> THE PROBLEM:
Pick out each line in the data below that contains the word "yellow" and copy those lines in full.

─── PROVIDED DATA ───

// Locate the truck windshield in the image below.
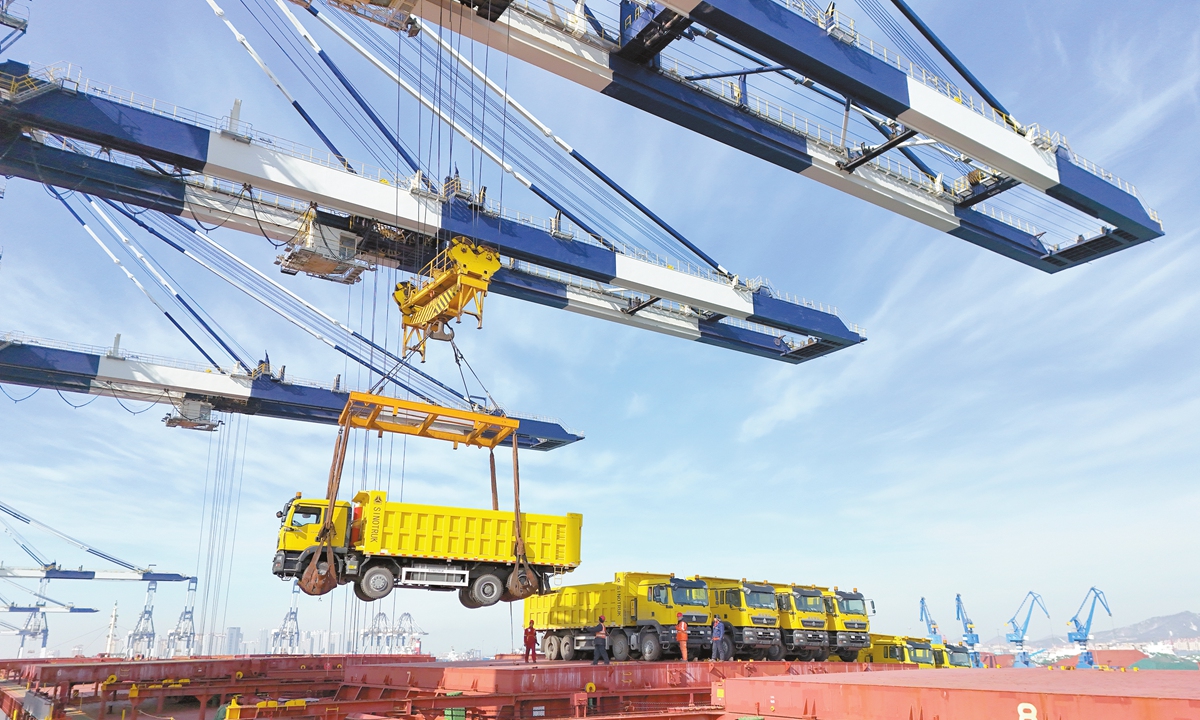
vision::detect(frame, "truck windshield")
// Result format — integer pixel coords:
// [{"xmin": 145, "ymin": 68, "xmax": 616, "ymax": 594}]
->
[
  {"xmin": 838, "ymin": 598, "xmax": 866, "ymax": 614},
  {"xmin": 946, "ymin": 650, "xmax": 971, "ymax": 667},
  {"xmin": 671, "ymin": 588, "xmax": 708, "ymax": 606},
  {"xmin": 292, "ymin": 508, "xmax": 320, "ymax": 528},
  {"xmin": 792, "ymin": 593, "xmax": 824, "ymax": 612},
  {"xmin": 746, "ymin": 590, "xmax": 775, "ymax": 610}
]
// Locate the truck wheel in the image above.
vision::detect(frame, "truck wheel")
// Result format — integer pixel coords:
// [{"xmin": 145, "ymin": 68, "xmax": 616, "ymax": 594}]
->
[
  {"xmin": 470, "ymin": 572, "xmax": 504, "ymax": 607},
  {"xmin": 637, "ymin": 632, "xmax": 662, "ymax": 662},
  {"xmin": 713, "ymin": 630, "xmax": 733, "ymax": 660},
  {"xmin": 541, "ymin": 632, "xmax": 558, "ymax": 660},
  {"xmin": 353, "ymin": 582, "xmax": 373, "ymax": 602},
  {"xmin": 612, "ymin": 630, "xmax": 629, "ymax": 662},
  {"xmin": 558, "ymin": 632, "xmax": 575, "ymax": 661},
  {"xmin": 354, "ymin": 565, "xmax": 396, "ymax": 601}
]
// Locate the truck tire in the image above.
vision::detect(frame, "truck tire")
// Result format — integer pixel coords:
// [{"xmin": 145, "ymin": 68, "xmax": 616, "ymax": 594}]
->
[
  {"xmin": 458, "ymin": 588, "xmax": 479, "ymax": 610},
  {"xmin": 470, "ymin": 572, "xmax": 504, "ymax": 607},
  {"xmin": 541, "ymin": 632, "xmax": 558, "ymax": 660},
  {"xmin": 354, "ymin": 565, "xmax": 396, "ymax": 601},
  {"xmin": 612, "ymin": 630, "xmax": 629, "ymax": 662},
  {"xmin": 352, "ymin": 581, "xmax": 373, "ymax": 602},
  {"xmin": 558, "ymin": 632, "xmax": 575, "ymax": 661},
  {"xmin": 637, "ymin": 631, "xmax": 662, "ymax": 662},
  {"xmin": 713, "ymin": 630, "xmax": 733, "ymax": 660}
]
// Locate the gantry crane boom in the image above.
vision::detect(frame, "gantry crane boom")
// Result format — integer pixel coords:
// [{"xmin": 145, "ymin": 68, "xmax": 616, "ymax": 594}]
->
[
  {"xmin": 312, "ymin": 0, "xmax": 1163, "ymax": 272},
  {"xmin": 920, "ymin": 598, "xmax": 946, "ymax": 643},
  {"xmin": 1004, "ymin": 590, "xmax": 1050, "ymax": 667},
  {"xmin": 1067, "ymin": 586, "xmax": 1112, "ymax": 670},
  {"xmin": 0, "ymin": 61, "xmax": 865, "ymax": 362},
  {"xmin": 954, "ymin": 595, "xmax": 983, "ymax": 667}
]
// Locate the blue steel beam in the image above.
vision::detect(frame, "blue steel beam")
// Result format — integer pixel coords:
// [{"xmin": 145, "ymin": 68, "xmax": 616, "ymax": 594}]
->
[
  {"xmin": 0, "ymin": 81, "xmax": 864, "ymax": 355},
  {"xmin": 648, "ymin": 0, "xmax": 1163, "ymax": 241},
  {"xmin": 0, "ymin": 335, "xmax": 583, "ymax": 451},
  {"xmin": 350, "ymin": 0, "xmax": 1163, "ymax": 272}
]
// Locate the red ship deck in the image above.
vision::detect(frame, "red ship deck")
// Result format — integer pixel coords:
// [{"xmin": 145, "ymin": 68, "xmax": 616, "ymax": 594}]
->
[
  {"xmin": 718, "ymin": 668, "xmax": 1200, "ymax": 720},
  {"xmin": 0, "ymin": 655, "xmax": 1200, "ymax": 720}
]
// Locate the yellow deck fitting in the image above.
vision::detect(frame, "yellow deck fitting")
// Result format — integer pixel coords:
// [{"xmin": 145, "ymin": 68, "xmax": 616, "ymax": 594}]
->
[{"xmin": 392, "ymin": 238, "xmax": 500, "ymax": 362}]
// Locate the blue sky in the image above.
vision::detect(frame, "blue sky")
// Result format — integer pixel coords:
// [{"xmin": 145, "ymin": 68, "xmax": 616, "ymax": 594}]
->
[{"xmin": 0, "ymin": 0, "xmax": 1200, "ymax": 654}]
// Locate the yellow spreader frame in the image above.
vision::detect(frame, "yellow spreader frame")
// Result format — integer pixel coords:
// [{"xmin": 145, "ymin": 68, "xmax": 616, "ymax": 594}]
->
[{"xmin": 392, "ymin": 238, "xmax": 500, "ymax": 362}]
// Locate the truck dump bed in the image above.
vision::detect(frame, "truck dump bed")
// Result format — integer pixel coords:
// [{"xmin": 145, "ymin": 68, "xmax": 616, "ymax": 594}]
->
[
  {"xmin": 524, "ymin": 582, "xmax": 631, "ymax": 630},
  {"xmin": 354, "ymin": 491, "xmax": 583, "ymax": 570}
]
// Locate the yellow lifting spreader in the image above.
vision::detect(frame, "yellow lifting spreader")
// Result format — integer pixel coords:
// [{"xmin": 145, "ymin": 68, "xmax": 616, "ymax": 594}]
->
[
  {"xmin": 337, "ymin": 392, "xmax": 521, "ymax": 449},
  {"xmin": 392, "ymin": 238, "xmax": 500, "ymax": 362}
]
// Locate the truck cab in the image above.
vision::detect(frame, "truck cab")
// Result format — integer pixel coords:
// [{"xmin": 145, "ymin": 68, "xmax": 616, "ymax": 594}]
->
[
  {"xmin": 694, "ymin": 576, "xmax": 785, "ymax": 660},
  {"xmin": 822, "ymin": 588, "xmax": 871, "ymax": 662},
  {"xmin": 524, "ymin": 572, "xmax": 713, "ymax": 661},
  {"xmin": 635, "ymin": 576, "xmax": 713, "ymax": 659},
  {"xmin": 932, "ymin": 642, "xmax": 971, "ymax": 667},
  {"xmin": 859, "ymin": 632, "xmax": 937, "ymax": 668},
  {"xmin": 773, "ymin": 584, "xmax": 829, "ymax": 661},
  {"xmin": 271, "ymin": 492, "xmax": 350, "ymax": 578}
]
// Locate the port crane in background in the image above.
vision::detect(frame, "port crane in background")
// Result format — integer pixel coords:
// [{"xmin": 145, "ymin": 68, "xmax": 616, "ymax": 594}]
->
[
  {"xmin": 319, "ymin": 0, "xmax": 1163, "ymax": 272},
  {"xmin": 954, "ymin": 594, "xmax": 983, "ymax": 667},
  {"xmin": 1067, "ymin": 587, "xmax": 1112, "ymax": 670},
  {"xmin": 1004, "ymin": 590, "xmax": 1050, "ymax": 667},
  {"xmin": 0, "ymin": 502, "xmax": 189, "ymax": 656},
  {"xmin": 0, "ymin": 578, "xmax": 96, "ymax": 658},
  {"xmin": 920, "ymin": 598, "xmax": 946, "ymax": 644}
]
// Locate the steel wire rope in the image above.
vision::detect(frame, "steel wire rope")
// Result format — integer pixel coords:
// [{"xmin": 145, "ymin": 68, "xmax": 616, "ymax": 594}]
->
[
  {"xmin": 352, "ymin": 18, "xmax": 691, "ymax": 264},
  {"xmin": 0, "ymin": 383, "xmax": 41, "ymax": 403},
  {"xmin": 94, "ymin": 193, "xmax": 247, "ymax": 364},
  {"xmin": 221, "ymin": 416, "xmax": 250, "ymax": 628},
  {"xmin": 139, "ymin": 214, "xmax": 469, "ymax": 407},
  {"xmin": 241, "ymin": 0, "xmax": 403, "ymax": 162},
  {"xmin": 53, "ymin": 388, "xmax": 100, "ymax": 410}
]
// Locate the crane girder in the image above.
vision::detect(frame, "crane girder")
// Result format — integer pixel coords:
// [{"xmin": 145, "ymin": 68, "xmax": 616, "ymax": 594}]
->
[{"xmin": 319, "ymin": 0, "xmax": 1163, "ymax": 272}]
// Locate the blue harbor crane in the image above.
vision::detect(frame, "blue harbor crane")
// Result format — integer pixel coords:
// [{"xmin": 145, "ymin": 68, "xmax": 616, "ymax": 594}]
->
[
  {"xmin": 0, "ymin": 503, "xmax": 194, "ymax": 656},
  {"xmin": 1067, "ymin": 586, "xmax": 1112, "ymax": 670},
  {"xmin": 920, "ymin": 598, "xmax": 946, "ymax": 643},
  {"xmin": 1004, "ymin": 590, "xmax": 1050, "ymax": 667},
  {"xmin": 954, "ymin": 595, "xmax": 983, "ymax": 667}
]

───

> ANSWER BELOW:
// Locate the yellow deck fitting in the image above.
vision::detect(frame, "yellow deck fitting")
// Locate the yellow spreader frame in the image above.
vision::detect(frame, "yellow spreader frame")
// Locate the yellow lifting spreader in the image above.
vision::detect(frame, "yellow lifting spreader")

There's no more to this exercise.